Saved data entries:
━━━━━━━━━━━━━━━━━━━━

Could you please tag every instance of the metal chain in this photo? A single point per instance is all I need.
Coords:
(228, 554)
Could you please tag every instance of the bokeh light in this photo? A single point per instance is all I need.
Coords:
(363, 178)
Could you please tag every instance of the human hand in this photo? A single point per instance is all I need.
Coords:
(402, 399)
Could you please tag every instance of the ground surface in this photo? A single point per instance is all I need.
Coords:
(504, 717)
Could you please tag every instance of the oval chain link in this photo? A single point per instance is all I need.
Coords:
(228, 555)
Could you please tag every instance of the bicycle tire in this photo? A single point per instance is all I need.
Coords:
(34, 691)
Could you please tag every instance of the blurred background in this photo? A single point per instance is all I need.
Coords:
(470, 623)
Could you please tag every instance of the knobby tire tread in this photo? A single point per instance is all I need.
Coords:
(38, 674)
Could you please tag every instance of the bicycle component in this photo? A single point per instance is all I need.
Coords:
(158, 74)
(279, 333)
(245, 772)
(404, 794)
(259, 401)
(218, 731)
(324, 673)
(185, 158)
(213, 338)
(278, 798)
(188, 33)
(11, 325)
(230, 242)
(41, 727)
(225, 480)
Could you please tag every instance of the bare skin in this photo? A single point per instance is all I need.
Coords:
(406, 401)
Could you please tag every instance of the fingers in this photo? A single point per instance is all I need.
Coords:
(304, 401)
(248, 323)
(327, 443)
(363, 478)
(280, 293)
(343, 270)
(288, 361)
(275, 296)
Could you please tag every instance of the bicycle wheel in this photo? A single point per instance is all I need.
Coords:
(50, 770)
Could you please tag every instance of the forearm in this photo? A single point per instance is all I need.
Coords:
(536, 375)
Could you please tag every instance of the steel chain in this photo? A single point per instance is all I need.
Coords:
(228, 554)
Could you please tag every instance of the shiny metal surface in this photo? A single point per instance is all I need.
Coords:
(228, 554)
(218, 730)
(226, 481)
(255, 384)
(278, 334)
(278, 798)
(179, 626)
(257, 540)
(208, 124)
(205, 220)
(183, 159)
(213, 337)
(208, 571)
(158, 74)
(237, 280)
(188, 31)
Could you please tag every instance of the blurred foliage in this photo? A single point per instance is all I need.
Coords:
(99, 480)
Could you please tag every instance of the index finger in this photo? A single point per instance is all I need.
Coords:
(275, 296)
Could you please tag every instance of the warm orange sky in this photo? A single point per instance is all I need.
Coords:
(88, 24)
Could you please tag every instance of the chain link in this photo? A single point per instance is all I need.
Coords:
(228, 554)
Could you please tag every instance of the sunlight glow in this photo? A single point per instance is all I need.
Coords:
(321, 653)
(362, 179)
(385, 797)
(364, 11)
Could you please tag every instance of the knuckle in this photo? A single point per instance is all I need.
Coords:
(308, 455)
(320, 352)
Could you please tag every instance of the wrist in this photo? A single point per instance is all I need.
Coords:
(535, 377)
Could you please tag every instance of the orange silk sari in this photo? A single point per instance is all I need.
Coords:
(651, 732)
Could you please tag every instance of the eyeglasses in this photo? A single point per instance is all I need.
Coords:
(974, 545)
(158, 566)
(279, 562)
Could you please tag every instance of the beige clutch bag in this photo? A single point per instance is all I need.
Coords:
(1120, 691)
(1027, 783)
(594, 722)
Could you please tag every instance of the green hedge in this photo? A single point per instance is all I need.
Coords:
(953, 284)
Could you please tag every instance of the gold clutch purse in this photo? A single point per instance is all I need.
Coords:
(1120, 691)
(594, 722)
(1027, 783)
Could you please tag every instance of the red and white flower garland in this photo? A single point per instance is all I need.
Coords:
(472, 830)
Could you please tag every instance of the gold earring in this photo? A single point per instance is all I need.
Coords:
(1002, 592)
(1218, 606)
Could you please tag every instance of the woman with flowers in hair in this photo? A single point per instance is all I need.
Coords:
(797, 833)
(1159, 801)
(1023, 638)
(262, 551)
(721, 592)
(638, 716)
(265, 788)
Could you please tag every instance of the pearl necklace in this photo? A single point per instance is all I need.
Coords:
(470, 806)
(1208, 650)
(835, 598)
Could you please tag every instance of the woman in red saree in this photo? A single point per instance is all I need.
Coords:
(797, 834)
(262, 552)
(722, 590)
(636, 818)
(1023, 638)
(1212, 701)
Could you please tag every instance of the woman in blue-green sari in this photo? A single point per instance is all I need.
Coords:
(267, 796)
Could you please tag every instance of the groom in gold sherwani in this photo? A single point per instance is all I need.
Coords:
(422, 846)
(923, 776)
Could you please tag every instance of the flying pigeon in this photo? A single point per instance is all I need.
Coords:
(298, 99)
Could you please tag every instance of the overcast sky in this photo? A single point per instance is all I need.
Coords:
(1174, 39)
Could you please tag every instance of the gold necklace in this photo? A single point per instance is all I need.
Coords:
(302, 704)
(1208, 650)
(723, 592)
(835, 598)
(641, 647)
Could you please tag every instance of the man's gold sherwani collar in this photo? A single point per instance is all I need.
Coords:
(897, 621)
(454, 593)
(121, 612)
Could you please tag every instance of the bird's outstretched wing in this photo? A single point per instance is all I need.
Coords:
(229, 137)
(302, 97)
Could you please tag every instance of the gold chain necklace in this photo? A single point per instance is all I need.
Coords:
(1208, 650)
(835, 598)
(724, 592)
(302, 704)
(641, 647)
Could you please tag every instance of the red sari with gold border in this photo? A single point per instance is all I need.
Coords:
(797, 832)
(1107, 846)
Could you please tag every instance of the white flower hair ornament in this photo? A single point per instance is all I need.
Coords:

━━━━━━━━━━━━━━━━━━━━

* What you need to do:
Please output these lines as a numbered list, skipping any blank lines.

* Response to the task:
1. Could you please tag every instance of the metal chain in this photo? A single point per instance is all I need.
2. Coords:
3. (228, 554)
4. Could you please tag every instance of the bokeh light in this photo? A single point per instance is all I need.
5. Coords:
6. (363, 178)
7. Could you please tag every instance of the human hand in this photo? A single point per instance is all I need.
8. Coords:
9. (402, 399)
10. Could you please tag every instance of the ground surface in this photo? A single point per instance is all I need.
11. Coords:
12. (504, 717)
13. Could you please tag every instance of the oval chain link in this photo? A single point per instance is all I need.
14. Coords:
15. (228, 555)
16. Could you please tag every instance of the bicycle tire in this photo? A single point per instance is all I need.
17. Coords:
18. (34, 691)
19. Could you please tag every instance of the blurred background in this photo? A single point per instance is all I need.
20. Coords:
21. (470, 623)
22. Could you please tag every instance of the knobby tire tread in this photo? A single point per instance is all I need.
23. Coords:
24. (38, 674)
25. Could you please tag every instance of the bicycle component in this photo? A single point per instance is all I need.
26. Coords:
27. (158, 74)
28. (279, 333)
29. (245, 772)
30. (404, 794)
31. (259, 401)
32. (218, 731)
33. (324, 673)
34. (185, 158)
35. (213, 338)
36. (278, 798)
37. (188, 33)
38. (11, 325)
39. (230, 242)
40. (41, 727)
41. (225, 480)
42. Could you please tag every instance of the bare skin in this photo? A single point per instance is all I need.
43. Coords:
44. (406, 401)
45. Could you please tag every instance of the fingers in this photo? A single point per instance is all I need.
46. Coords:
47. (304, 401)
48. (248, 323)
49. (327, 443)
50. (363, 478)
51. (280, 293)
52. (343, 270)
53. (288, 361)
54. (275, 296)
55. Could you please tag every instance of the bicycle wheel in this photo? A single point per instance is all I need.
56. Coords:
57. (50, 770)
58. Could you please tag every instance of the forearm in this photo? A single point per instance is all I need.
59. Coords:
60. (536, 375)
61. Could you please tag every instance of the steel chain in this photo? A single point per instance is all I need.
62. Coords:
63. (228, 554)
64. Could you please tag every instance of the shiny metal surface in this photo? A single point per instance is all I need.
65. Coords:
66. (228, 554)
67. (218, 730)
68. (226, 481)
69. (255, 384)
70. (278, 334)
71. (278, 798)
72. (179, 626)
73. (257, 540)
74. (208, 124)
75. (205, 220)
76. (183, 159)
77. (213, 337)
78. (208, 571)
79. (158, 74)
80. (237, 280)
81. (188, 31)
82. Could you please tag every instance of the blurred foliage in this photo? A single point per instance is all I need.
83. Coords:
84. (99, 480)
85. Could you please tag every instance of the index finger in this photo? A single point per instance is all I need.
86. Coords:
87. (275, 296)
88. Could you please tag every instance of the warm orange sky in this photo? A single point per instance is all I need.
89. Coords:
90. (88, 24)
91. Could you please tag every instance of the chain link in this photo? A single point per instance is all I need.
92. Coords:
93. (228, 554)
94. Could you please tag every instance of the sunlight glow in this photo? A single point per instance is all I need.
95. Coords:
96. (321, 653)
97. (362, 179)
98. (385, 797)
99. (364, 11)
100. Could you please tag every instance of the knuckle in this photo? A single point per instance is all I need.
101. Coords:
102. (308, 455)
103. (320, 352)
104. Could you please tag every instance of the wrist in this photo? A single point per instance is all I need.
105. Coords:
106. (535, 377)
107. Could you please tag every instance of the orange silk sari in this photo? A single point per instance is all I need.
108. Coords:
109. (651, 732)
110. Could you please tag every instance of the eyeglasses in this photo? A single point per instance is all I need.
111. Coords:
112. (974, 545)
113. (158, 566)
114. (279, 562)
115. Could you please tag every instance of the beige clutch bag in this photo? A single point per instance is all I need.
116. Coords:
117. (1120, 691)
118. (1027, 783)
119. (594, 722)
120. Could you please tag every instance of the green hedge in this photo? A single point per instance is all I need.
121. Coords:
122. (953, 284)
123. Could you please tag every instance of the gold clutch purse in this photo? A single point per instance is all I need.
124. Coords:
125. (1120, 691)
126. (594, 722)
127. (1027, 783)
128. Could you please tag every instance of the red and white flower garland in this photo? A single point per instance is all I need.
129. Coords:
130. (472, 830)
131. Could you please tag every instance of the gold earring in this photo? A single point per instance is all I need.
132. Coords:
133. (1002, 592)
134. (1218, 606)
135. Could you please tag every instance of the woman with flowers in hair in this photo? A single point per instance is all I need.
136. Coords:
137. (797, 833)
138. (1159, 801)
139. (1023, 638)
140. (262, 551)
141. (721, 592)
142. (638, 716)
143. (265, 788)
144. Could you please tag every instance of the pearl necklace in this photo? A single point per instance is all I need.
145. Coords:
146. (470, 806)
147. (1208, 650)
148. (835, 598)
149. Could you please tag every instance of the woman in red saree in this photo? A single point per instance is all I need.
150. Coords:
151. (797, 834)
152. (262, 552)
153. (722, 590)
154. (636, 818)
155. (1023, 638)
156. (1212, 701)
157. Could you please tag every instance of the woman in blue-green sari in this photo? A single point per instance is all I need.
158. Coords:
159. (267, 796)
160. Could you please tag every instance of the groom in gold sherwani in this photo? A single point per instance is all I need.
161. Coords:
162. (422, 846)
163. (923, 776)
164. Could you please tag every instance of the flying pigeon in this photo? A single point per instance is all I need.
165. Coords:
166. (298, 99)
167. Could you please tag every instance of the overcast sky in this photo? A single point per instance is all I need.
168. Coords:
169. (1174, 39)
170. Could you please tag every instance of the gold necklace in this photo? A single point per instance is all I need.
171. Coords:
172. (302, 704)
173. (1208, 650)
174. (723, 592)
175. (835, 598)
176. (641, 647)
177. Could you please tag every instance of the man's gold sherwani collar in this photo? A single point per instance is all I need.
178. Coords:
179. (897, 621)
180. (454, 593)
181. (121, 612)
182. Could you please tag every instance of the bird's outstretched wing in this photo? A single point per instance is all I need.
183. Coords:
184. (229, 137)
185. (302, 97)
186. Could you please tag every instance of the gold chain necklace in this photo? A single point per instance is all I need.
187. Coords:
188. (1208, 650)
189. (835, 598)
190. (724, 592)
191. (302, 704)
192. (641, 647)
193. Could you please tag every instance of the red sari with gold border in this photo? A single point per instance is all I need.
194. Coords:
195. (797, 832)
196. (1107, 846)
197. Could you please tag every instance of the white flower hair ornament in this photo? A single point per instance is all I need.
198. Coords:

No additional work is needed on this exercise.